Also the hot crew Afrika used my music for their demos Wasting Data (elite glitch) and Kebab Pjuck II (shoe fetish). The songs are not played correctly so they sound very good.

Amiiigggaaaaaaaaaaaaaaaaaa

Birds on Fire & Other Superiorities

Last year me & my C64-demogroup Hack n’ Trade compiled a C64-floppy full of hot software, to celebrate our 20 year anniversary. FÅGELDISK! It had a bird theme, as you can also see in the main demo on the disk, 20 years is nothing:

So we just spread copies of the floppy around at the BFP copy party, and forgot about it. But now I’ve made it available online. It has some pretty sweet stuff, like the defMON tracker that has been unavailable before, unreleased demos, HT Gold, new demos, and so on. Here’s some of it:

Birds on Fire (2013) is a short demo with, well, birds on fire. Made by Linde, Raquel Meyers and me.

TEVE DEMO (1995). One of the first C64-demos I can remember making. It’s a list of TV-shows, mixed with teenage profanities.

Penguin Huddle (2013) is a double-SID song by Jellica.

Pleasant Evening Bird Disco (2013) is a triple-SID song by Jellica

> Fågeldisk side A
> Fågeldisk side B

HT Gold Gets Cracked and Hated

In 2008 we hacked an old C64-game and turned it an even more fun game, that also looked a lot better: HT Gold. I guess it’s called glitch art. It was exhibited in a number of places, but it wasnt released in the scene. Until now.

**Provided records:**
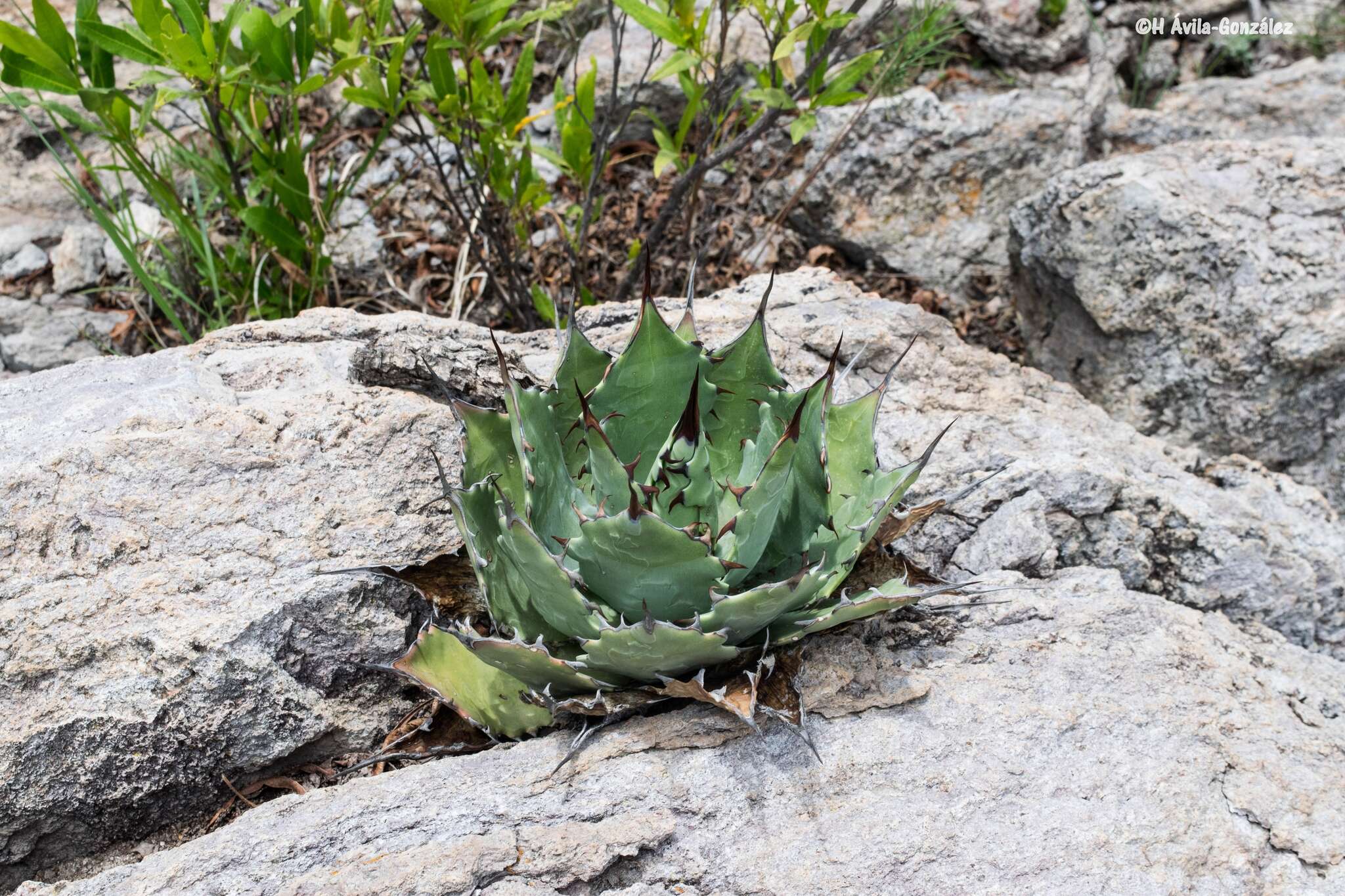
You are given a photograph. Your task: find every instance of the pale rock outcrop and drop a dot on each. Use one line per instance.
(1195, 291)
(164, 621)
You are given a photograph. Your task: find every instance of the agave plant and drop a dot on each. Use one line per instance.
(650, 516)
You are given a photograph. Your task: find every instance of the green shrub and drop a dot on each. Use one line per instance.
(249, 223)
(250, 207)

**Goal of the exercise:** Carry on the blog post about Hack n’ Trade's C64 floppy and HT Gold, starting right after its last sentence, "Until now."

**Result below:**
It’s a funny coincidence, since I talked about HT Gold a while ago, as a perfect example of something that works in the art world but not in the scene. And it turns out I was right — just read the comments.

> Download the game (C64)

Jucke’s Experimental Up Rough Show

This is a DJ-set by Jucke, mixing together material from Up Rough members like Qwan, Yoki, Dipswitch, Elusive and me. Released at Bit Jam, it continues a series of Up Rough mixes. Illustration here by Raquel Meyers, logo by Spot.

Very well mixed by Jucke as usual. And if nothing else, a good way to discover Qwan’s fantastic Amiga music.

From the Zoo

I was at Triad‘s C64-party Zoo in Finland last weekend. I was there to do a live concert (with lots of Amiga electro pop which is my current fetish). I also did a quiet live jam during food (again) and released a short thing called Boklöv for the music competition. Aaand, made a song for the short demo Monday Night by Extend, including graphics by Tommy Musturi (see above).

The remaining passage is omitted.